▶ _INSTRUCTIONS FOR THE TASK_: Write out the entries from the line with "locate --obj cabinet door" up to and including the line with "[391,325,609,428]", copying each line unchanged but omitting the pictures.
***** ENTRIES SHOWN
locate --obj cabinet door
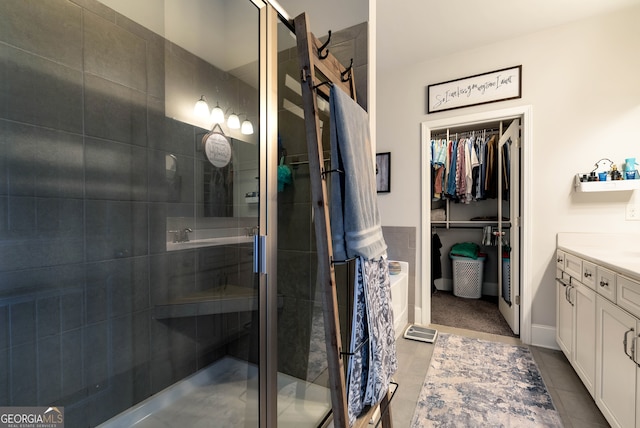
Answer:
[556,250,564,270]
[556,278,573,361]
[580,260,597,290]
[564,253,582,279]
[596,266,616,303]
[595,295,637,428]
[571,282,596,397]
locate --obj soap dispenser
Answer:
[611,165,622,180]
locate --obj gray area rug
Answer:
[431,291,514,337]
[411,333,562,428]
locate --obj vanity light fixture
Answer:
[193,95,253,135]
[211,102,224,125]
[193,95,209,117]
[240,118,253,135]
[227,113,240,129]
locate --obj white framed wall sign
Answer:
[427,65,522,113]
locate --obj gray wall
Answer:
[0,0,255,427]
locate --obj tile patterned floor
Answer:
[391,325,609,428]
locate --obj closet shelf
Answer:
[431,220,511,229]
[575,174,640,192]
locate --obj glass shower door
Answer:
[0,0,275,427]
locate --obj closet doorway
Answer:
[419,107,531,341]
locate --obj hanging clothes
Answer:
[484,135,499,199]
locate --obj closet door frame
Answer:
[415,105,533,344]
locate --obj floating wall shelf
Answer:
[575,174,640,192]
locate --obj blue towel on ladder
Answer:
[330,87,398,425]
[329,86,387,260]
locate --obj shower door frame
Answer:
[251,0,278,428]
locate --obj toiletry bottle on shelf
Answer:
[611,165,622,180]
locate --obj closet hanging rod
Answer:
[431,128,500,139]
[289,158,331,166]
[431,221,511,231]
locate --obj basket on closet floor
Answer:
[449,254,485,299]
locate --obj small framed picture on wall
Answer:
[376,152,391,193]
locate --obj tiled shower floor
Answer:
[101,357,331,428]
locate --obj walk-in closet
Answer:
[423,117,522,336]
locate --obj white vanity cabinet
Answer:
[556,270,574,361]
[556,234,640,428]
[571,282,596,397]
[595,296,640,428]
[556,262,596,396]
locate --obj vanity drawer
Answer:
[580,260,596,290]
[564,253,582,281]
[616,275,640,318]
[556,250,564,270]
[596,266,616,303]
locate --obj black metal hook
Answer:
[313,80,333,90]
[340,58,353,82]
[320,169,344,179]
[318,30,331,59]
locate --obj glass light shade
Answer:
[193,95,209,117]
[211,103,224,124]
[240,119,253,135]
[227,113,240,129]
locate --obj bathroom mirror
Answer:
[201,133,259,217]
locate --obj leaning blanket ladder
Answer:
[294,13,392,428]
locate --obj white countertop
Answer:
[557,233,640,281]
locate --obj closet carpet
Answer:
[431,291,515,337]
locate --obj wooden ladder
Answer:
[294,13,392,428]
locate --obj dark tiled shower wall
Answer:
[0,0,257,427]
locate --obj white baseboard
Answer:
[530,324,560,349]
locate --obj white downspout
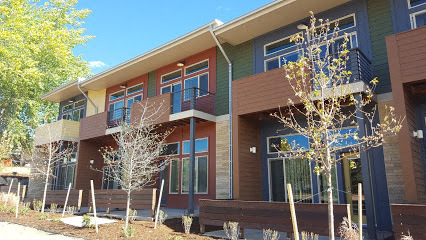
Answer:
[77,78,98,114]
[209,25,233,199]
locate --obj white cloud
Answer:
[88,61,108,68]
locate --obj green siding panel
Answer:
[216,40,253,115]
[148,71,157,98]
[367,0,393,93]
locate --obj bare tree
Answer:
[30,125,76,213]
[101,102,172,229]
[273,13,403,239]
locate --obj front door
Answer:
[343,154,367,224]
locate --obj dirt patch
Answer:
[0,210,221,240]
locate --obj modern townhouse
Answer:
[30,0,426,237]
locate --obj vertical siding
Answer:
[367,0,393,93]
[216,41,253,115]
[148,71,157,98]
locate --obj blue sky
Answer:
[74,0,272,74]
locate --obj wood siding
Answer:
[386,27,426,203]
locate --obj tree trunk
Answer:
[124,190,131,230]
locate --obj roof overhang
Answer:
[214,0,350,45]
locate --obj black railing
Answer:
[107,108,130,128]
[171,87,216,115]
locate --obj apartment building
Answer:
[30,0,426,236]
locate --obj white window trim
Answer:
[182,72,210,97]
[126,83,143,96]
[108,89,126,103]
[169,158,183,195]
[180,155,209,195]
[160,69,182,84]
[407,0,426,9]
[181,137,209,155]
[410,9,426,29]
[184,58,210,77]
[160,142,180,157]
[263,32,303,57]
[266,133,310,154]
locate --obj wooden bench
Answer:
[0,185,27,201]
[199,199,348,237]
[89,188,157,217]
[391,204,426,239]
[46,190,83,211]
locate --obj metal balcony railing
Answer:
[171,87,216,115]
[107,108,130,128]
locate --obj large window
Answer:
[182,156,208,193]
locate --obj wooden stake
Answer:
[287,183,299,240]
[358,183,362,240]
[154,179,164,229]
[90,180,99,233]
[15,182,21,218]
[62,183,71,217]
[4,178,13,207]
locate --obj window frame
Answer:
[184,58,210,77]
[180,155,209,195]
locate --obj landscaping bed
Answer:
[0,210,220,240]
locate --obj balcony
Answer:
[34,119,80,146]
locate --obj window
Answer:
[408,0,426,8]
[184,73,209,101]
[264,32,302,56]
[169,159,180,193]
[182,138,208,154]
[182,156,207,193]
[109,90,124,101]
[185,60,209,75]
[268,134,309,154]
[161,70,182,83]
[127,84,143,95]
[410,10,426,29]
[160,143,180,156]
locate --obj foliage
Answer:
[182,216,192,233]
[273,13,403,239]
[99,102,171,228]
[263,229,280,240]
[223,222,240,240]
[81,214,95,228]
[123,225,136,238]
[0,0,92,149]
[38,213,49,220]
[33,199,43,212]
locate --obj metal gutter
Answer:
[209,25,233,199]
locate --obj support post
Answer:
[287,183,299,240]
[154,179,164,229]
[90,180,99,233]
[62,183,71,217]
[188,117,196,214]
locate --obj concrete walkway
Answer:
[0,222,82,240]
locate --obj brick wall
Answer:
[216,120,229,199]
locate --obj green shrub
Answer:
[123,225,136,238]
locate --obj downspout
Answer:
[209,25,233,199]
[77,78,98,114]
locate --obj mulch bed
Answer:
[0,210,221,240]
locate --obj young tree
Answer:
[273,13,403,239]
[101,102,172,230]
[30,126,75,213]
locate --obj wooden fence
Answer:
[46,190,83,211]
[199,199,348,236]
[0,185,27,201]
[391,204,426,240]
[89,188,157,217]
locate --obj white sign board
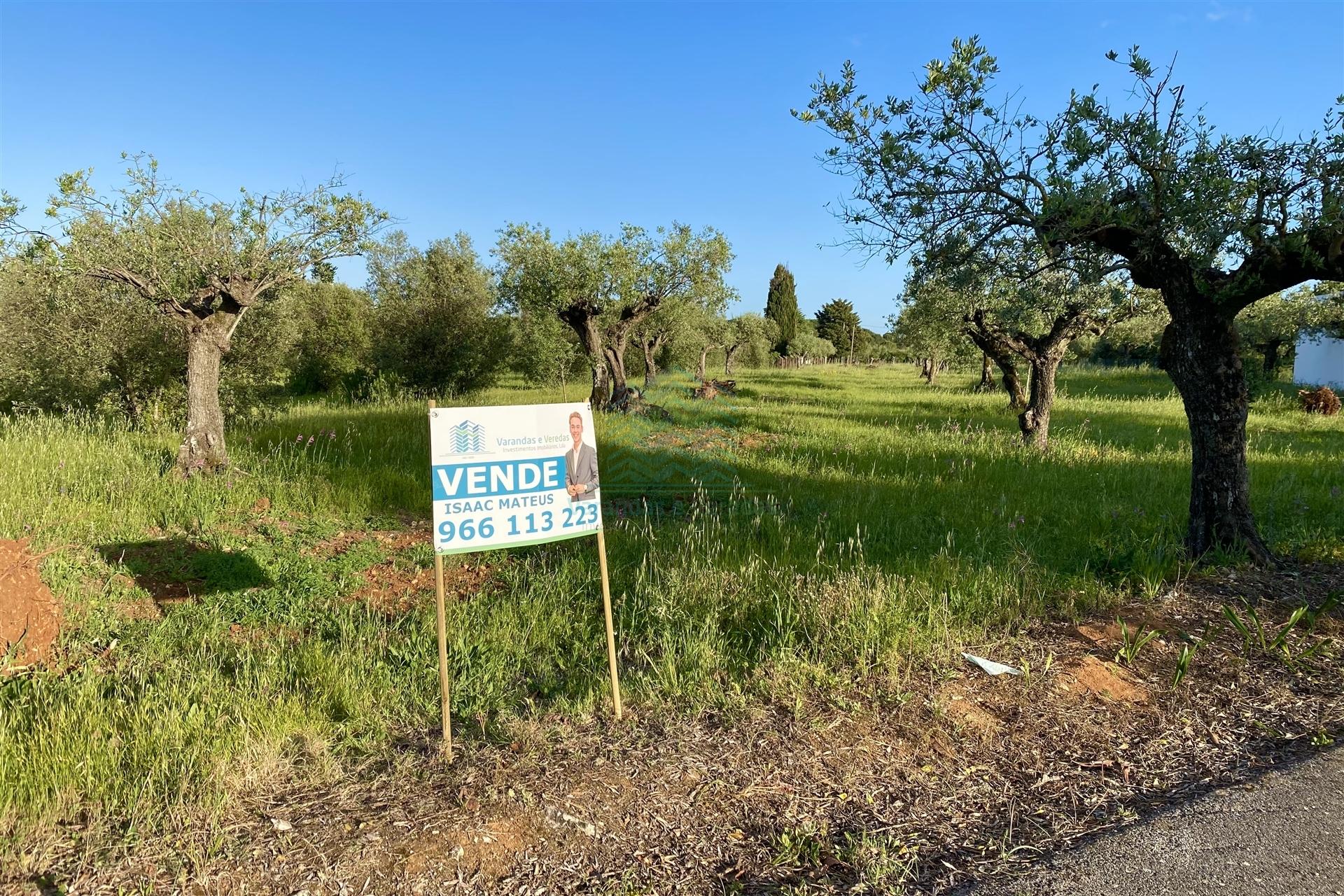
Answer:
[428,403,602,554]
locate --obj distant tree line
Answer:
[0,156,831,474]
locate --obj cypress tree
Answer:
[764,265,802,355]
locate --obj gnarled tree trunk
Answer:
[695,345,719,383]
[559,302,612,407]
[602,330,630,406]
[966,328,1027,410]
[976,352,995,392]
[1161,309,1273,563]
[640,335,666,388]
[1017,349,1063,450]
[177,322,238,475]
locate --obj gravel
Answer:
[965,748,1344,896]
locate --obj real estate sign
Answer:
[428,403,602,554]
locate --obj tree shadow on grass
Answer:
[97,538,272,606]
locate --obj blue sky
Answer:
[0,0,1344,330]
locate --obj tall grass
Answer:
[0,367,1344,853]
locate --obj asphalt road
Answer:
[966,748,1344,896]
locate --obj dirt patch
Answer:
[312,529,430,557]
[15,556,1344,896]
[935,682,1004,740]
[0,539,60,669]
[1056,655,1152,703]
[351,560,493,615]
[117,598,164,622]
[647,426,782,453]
**********
***** ENTRIES SHOWN
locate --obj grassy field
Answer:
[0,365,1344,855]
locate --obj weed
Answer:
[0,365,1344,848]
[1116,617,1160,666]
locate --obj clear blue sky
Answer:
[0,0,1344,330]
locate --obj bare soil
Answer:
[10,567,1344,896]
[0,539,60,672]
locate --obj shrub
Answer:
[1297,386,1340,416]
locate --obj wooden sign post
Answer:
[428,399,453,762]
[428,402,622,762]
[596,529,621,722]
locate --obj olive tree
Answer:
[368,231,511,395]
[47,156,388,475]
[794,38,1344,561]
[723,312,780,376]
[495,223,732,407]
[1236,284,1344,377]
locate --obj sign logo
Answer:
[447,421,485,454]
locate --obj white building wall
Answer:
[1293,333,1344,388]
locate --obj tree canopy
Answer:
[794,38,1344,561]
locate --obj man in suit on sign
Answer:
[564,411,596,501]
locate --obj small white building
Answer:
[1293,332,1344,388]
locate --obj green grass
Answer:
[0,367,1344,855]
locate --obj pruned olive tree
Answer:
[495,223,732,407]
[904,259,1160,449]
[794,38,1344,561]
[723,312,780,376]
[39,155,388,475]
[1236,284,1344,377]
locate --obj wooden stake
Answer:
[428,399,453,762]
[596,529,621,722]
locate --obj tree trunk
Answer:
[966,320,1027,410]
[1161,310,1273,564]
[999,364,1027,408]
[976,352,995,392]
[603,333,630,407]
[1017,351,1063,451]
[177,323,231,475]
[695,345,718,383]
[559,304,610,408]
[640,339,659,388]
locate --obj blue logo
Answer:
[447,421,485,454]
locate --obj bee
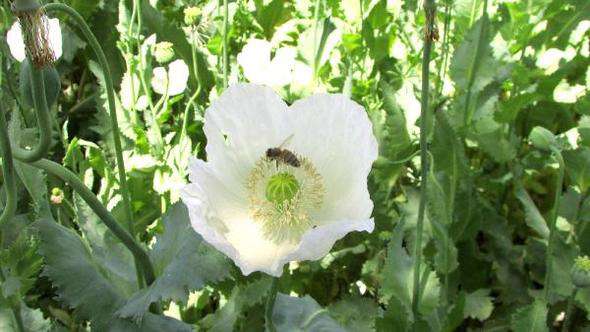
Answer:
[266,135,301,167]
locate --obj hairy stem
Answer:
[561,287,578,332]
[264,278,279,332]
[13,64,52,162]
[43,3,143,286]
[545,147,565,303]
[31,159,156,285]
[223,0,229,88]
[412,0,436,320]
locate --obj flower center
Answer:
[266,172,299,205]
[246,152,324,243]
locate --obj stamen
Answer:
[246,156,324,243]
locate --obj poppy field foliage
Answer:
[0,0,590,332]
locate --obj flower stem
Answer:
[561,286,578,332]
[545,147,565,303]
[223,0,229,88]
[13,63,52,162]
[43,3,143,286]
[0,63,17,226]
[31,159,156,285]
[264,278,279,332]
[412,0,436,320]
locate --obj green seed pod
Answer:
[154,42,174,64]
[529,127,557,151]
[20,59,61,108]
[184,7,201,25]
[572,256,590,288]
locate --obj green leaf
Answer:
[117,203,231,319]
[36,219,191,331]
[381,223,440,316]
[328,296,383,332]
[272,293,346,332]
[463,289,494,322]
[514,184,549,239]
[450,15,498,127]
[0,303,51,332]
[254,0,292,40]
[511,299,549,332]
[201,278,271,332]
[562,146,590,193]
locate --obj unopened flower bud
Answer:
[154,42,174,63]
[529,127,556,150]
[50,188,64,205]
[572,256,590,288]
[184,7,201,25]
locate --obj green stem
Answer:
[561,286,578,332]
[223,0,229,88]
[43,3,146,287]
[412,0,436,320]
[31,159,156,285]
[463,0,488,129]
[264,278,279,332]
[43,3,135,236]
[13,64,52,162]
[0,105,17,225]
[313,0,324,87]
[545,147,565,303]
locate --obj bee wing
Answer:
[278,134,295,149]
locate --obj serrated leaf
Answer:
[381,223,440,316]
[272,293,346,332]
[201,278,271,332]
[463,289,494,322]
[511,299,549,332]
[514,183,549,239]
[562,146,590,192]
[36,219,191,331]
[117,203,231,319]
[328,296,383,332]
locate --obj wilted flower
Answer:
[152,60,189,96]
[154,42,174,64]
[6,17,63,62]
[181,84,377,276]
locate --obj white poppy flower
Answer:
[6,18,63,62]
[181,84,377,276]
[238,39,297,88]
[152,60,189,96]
**********
***** ENTRIES SHOWN
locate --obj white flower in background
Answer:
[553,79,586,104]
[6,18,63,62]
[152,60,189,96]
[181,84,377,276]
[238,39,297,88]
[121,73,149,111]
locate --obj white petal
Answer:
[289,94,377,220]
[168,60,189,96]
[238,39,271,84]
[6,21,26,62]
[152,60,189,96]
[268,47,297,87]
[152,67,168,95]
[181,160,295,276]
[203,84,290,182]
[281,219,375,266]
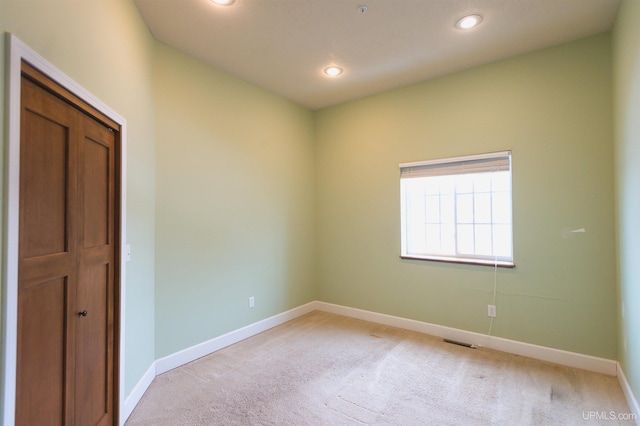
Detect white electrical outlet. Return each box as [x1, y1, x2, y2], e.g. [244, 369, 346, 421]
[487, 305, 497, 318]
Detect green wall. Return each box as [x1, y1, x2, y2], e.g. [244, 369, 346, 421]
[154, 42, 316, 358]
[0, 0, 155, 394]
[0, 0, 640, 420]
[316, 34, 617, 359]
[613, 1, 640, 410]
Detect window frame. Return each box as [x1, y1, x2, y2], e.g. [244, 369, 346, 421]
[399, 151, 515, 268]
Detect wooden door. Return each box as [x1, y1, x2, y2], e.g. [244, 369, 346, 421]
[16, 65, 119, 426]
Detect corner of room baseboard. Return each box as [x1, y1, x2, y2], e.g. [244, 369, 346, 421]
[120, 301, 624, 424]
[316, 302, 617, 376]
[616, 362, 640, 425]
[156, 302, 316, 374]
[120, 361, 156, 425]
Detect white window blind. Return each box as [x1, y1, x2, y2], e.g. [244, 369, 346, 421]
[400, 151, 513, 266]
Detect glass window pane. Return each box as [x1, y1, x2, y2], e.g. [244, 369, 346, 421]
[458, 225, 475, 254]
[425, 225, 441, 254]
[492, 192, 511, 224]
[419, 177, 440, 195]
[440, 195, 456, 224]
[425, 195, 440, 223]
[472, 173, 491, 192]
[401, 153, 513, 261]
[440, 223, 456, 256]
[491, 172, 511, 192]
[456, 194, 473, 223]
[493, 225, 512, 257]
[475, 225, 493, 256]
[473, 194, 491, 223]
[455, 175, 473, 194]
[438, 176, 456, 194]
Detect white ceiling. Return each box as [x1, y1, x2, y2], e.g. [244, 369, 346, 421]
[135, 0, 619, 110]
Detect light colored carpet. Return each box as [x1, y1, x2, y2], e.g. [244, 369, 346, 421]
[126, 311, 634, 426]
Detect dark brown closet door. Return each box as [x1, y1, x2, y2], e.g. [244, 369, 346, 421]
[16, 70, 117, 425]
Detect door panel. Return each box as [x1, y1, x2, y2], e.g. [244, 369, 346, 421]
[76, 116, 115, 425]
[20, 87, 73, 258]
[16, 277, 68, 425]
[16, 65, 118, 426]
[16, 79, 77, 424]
**********
▶ _CORRECT RESPONSE_:
locate --obj cabinet door
Answer:
[556,250,564,270]
[556,278,573,361]
[580,260,597,290]
[564,253,582,279]
[596,266,616,303]
[595,295,637,428]
[571,282,596,397]
locate --obj soap dispenser
Answer:
[611,165,622,180]
locate --obj gray area rug
Answer:
[431,291,514,337]
[411,333,562,428]
locate --obj vanity light fixture
Answer:
[193,95,253,135]
[211,102,224,125]
[193,95,209,117]
[240,118,253,135]
[227,113,240,129]
locate --obj white framed wall sign
Answer:
[427,65,522,113]
locate --obj gray wall
Answer:
[0,0,255,427]
locate --obj tile patterned floor
Answer:
[391,325,609,428]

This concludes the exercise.